▸ **Document extract**:

Talking about Mina's Bakery & Café with owner Mina Banjac
1. Tell us about Mina's Bakery & Café.
Mina’s Bakery is a family owned and operated European style bakery. Our cakes and pastries hail from various countries around Europe (from Russia to Greece to Hungary to Croatia) - there are so many different types of flavors and cakes to try. Our emphasis is on taste and quality, with no preservatives or artificial ingredients used. The bakery offers one of a kind sweets and not to mention delicious hand crafted sandwiches, just be sure to save room for dessert!
2. What makes Mina's special?
Everything is handmade by myself, Mina, from scratch. Every cake uses at least one imported ingredient to give it a true European feel. From sour cherries to Milka chocolate to poppy seeds to apricot and plum jams, there is something special in all the sweets that make them delicious and unlike anything most people have ever seen!
3. How is a European style bakery different from other types of bakeries?
European cakes differ from each other quite a bit. Every time you have a different cake you have a different experience. Every cake has its own thing going on. What is similar with various European style cakes is that they're not too sweet or too heavy. For example, Medovic, which is a huge cake, maybe 10 or 11 pounds, uses only 1 stick of butter for the whole cake. For puddings I use imported varieties that come without sugar. That lets me control the amount of sugar to use. Most of my cakes have at least one imported ingredient.

▸ **Set tasks**:
a – Answer the following from the bakery interview.
(i) Which countries are named as origins of the cakes and pastries?
(ii) According to Mina, who makes everything at the bakery?
(iii) How much butter does the Medovic cake use in total?
b – Extend the bakery interview past its final sentence, keeping its question-and-answer form.

▸ **Dataset extract**:
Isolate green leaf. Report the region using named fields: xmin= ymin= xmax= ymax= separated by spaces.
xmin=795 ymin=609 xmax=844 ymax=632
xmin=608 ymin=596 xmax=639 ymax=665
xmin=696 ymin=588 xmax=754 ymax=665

▸ **Exercise responses**:
a –
(i) Russia, Greece, Hungary and Croatia.
(ii) Mina herself, by hand and from scratch.
(iii) One stick of butter for the whole cake.

b –
…what types of imported ingredients do you use?
For example, I don't use vanilla extract, I use vanilla sugar in almost all the cakes. I use imported puddings too. For whipping cream I use imported whipping creams that come in chocolate, strawberry and vanilla flavors, because they're not too sweet. I use German milk chocolate for my Milka Roll. For my Moskva Cake I use imported sour cherries because I can't even find sour cherries here.
…is the level of sweetness the thing that mostly differentiates European cakes?
Yes, mostly that. They're not as sweet as cakes made in America.
4. What sort of food do you serve for lunch?
For lunch we offer Paninis and a Bosnian dish called Pita (homemade dough that has been stretched and filled with meat, cheese, or spinach and cheese). Pitas are a must try for food junkies - it was voted one of the top 10 foods around the world even!
Our main focus is our cakes though, which are all made in house and from scratch.
5. Where do your recipes come from?
Many of my recipes have been passed down to me. Baking has always been a passion of mine and many of my family members.
I brought some recipes with me. I have some notebooks that are really old. And I'm always adjusting and trying to improve my recipes.
A few recipes I’ve made up along the way as I go, combining ingredients I think taste well and experimenting.
I’ve even had customers bring me their family recipes that they’d like me to make for them which has been a fun and flattering way to discover even more types of cakes! The selection changes daily so there is always something new.
6. Where did you learn to bake?
I never went to culinary school. For my whole life I've worked at banks, even in Bosnia.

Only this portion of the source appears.